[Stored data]
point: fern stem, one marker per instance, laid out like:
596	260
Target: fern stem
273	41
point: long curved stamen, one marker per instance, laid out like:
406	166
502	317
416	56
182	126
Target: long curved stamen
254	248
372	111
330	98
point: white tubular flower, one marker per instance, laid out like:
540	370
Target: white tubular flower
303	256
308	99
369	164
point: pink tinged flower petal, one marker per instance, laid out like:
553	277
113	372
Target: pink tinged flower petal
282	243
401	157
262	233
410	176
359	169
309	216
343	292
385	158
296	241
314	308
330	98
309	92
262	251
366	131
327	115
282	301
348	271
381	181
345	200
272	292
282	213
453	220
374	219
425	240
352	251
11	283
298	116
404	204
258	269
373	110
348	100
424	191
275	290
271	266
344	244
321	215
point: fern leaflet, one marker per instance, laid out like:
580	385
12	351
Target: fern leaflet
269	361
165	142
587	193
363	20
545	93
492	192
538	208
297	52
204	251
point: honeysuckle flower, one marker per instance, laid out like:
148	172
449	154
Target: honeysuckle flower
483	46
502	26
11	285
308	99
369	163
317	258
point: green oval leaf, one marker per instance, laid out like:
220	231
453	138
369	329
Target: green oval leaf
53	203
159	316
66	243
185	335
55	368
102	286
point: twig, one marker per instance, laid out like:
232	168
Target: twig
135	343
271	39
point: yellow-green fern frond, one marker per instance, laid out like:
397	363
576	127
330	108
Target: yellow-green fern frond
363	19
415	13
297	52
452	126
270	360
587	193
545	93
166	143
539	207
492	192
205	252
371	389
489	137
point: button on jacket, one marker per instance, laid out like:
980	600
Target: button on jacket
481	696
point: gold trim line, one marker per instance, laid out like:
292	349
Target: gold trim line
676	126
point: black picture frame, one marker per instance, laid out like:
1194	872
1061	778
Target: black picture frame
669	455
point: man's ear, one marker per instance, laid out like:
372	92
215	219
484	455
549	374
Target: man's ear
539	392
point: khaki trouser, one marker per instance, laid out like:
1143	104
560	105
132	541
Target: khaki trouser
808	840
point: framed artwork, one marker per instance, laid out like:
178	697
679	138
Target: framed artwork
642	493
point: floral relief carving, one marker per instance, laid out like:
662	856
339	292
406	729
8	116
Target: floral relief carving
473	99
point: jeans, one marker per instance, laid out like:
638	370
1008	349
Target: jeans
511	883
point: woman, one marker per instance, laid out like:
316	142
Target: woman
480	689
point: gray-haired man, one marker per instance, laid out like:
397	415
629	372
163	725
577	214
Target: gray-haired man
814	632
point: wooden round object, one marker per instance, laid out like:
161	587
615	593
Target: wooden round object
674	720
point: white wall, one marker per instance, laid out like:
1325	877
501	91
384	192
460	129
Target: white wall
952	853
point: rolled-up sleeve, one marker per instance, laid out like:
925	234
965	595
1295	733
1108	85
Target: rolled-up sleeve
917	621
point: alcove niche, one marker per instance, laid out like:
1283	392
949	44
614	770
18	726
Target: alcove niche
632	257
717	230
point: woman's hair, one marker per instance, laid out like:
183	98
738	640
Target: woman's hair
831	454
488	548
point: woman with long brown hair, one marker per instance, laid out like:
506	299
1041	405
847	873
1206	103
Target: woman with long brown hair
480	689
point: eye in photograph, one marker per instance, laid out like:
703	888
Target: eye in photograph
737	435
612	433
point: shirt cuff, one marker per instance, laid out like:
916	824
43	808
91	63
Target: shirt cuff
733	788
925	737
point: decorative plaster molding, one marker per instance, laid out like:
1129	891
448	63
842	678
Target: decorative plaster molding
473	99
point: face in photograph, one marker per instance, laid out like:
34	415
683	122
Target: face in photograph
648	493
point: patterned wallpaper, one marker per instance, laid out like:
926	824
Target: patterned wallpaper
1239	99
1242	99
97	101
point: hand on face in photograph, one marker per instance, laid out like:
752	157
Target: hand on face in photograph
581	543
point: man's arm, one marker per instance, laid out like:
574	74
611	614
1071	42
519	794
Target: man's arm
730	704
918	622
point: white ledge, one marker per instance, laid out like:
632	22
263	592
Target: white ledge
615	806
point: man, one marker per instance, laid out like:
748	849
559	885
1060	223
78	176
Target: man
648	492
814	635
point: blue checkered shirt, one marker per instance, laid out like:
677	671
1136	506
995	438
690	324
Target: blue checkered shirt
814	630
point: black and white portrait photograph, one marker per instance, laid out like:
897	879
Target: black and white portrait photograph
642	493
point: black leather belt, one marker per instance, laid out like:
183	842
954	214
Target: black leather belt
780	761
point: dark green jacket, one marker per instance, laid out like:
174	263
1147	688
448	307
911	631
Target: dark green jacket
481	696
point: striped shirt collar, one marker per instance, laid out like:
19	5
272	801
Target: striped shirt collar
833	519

--

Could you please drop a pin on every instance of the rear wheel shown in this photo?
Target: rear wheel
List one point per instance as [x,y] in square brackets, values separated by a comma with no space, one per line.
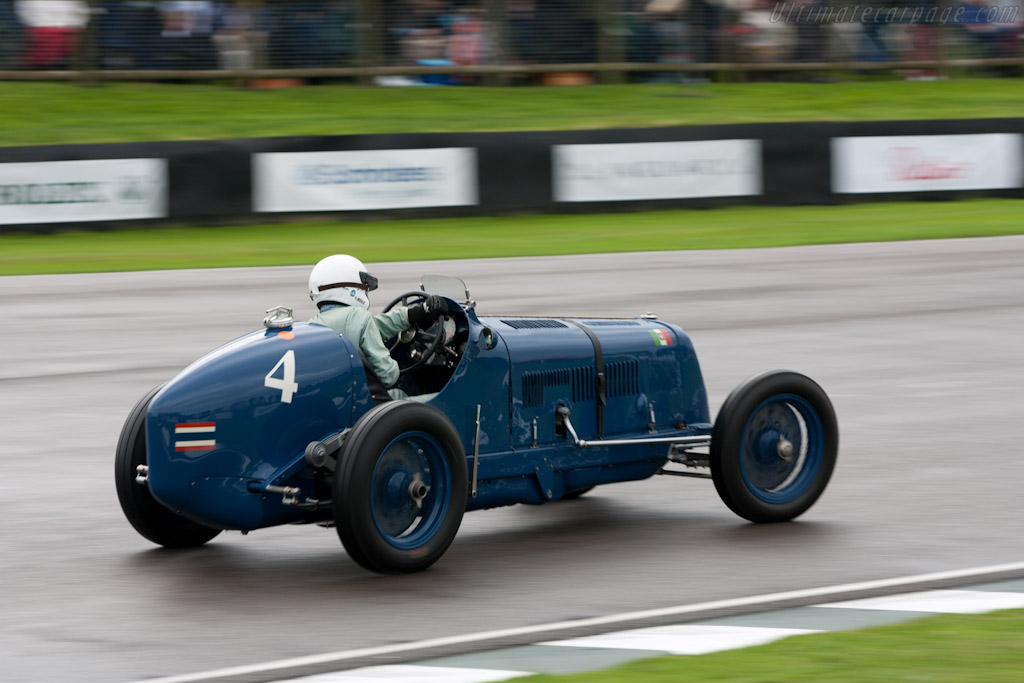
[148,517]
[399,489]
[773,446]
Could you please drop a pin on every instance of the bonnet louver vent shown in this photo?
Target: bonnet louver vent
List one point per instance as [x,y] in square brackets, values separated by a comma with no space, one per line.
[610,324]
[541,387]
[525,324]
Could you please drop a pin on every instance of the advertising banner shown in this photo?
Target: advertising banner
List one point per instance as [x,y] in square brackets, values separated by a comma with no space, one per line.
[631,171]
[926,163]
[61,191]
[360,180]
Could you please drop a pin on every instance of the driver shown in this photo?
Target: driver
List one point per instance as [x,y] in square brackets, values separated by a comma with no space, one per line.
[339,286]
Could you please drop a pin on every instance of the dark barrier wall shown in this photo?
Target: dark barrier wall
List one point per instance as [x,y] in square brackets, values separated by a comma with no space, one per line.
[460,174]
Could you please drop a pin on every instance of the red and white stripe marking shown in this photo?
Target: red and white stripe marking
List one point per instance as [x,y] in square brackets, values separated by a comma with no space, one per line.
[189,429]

--

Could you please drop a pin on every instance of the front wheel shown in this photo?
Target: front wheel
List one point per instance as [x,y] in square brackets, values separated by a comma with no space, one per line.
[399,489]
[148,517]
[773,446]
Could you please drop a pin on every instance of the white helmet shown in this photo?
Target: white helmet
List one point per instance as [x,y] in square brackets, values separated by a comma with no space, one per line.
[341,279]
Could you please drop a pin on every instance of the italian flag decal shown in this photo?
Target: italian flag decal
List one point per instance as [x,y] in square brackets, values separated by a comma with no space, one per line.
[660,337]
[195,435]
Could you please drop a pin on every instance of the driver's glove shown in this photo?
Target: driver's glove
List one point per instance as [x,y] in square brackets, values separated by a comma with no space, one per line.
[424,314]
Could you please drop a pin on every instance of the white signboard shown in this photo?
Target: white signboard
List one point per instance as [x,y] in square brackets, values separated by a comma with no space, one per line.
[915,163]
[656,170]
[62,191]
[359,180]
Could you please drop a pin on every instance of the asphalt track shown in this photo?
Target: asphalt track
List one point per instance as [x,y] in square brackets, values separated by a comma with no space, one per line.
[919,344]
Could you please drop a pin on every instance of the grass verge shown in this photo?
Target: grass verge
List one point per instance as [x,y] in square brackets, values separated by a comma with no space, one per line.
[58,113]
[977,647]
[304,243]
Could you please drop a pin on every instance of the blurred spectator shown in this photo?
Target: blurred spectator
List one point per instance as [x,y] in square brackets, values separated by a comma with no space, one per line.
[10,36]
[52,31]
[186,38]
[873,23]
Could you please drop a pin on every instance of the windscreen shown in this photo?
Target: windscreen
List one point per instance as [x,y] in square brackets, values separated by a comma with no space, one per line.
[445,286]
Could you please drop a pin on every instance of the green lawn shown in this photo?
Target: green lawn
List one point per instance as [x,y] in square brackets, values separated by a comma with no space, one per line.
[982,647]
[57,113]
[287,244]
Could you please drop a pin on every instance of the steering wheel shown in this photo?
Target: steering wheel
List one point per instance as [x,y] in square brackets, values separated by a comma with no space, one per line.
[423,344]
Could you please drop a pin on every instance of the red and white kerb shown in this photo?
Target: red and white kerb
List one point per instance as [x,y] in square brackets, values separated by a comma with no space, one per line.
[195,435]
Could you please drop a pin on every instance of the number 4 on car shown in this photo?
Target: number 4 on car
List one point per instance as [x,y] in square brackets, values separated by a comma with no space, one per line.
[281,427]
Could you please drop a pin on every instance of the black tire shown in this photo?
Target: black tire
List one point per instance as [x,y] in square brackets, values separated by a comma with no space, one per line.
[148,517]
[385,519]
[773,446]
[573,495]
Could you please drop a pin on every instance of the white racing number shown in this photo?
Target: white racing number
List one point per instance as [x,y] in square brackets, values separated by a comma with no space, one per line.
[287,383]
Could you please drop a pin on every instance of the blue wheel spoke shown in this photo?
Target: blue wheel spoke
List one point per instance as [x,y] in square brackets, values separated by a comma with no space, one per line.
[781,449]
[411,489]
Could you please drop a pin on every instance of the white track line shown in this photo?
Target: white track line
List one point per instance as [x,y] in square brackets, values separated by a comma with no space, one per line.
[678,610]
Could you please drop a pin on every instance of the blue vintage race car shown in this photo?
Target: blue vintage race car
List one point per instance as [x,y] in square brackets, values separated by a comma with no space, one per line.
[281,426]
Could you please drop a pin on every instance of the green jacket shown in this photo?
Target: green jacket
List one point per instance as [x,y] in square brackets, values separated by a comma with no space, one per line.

▶ Instructions for the task:
Pick out every line of the rows above that contains the string "spoke", and copy each one. Case counts, so match only that exact capitalization.

▶ Correct output:
Could you please drop a pin on every instance of the blue wheel spoke shown in this photo?
Target: blue wheel spoke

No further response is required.